-- Opening Marker --

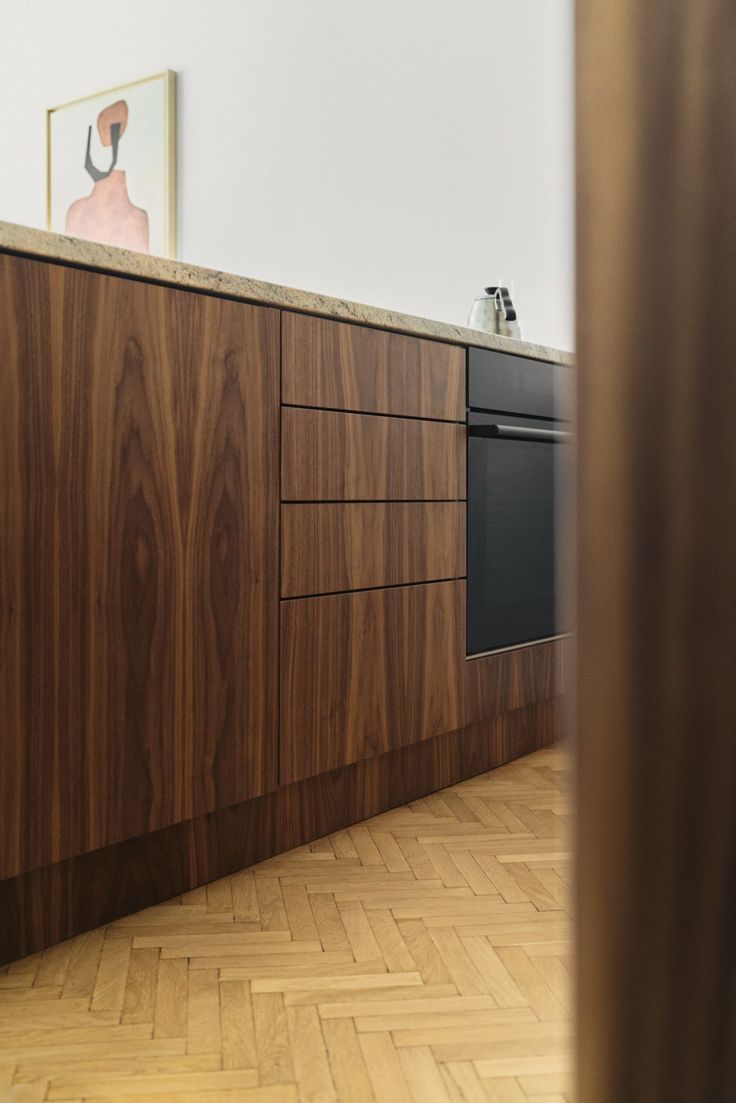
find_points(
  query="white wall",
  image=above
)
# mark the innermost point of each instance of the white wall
(398, 152)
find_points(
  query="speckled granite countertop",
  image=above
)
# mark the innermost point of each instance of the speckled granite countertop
(40, 243)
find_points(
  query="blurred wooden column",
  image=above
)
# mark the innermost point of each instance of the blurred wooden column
(657, 545)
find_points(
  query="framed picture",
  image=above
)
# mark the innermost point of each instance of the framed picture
(113, 164)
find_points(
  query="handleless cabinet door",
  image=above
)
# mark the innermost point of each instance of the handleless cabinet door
(330, 456)
(138, 569)
(365, 672)
(355, 367)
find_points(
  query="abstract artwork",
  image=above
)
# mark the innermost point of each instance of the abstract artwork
(112, 167)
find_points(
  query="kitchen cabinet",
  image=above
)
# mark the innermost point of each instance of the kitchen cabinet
(139, 570)
(330, 456)
(363, 673)
(232, 585)
(331, 546)
(336, 365)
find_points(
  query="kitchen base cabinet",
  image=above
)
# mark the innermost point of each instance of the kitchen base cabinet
(157, 731)
(45, 906)
(138, 558)
(362, 673)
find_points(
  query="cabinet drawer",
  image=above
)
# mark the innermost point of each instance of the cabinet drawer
(363, 673)
(354, 367)
(508, 679)
(329, 546)
(328, 456)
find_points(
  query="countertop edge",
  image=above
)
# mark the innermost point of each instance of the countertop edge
(28, 241)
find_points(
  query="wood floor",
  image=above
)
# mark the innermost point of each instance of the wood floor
(419, 956)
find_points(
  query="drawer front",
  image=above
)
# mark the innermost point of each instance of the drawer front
(508, 679)
(353, 367)
(329, 546)
(363, 673)
(328, 456)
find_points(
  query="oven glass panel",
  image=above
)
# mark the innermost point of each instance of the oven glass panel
(511, 538)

-- Closing Marker --

# EXERCISE:
Could you output the full set of entries exactly, skipping every picture?

# RESPONSE TO THIS EXERCISE:
find_points(
  query="white wall",
  image=above
)
# mark the innermost point of each instance of the white wall
(398, 152)
find_points(
  query="speckled granite countertop",
  image=above
)
# mark the innermost point of each instance of the speckled granite countertop
(40, 243)
find_points(
  query="blurred wooden column",
  image=above
)
# mark the innermost point of each instance of the blurred wooden column
(657, 545)
find_points(
  query="framed picture",
  image=above
)
# mark the innermost point of each instance of the framed picture
(113, 164)
find_points(
  query="handleless cabinet door",
  image=above
)
# mark the innermost point of each instance of the handleless cabinet door
(330, 456)
(138, 569)
(365, 672)
(355, 367)
find_points(
  query="abstract artwork",
  image=above
)
# mark the innermost point of each instance of the abstract artwork
(112, 167)
find_points(
  query="kitchen cabinet",
  image=above
)
# mark the innermost point of each instance of the kitchen cabinet
(139, 570)
(330, 456)
(363, 673)
(232, 585)
(331, 546)
(336, 365)
find_points(
  query="kitchen base cabinet",
  image=above
)
# mark the innermost point of each instance of the kitchen base cabinet
(157, 731)
(45, 906)
(138, 558)
(362, 673)
find_points(
  query="cabinet drawer",
  image=above
)
# mark the innermost point of each instance of the cabinet drawer
(363, 673)
(354, 367)
(508, 679)
(329, 546)
(328, 456)
find_points(
  query="countertop edge",
  image=above
)
# mark the innermost point of each instance of the countertop edge
(28, 241)
find_points(
  query="wood floor",
  image=above
)
# mark the innermost point of each instance of the wood floor
(419, 956)
find_points(
  query="drawer front",
  image=above
)
# mark the innermost point of each instance of the drawer front
(508, 679)
(353, 367)
(329, 546)
(363, 673)
(328, 456)
find_points(
  query="oven glass panel",
  image=above
)
# mark the innermost point of each instance of the oven glass panel
(511, 538)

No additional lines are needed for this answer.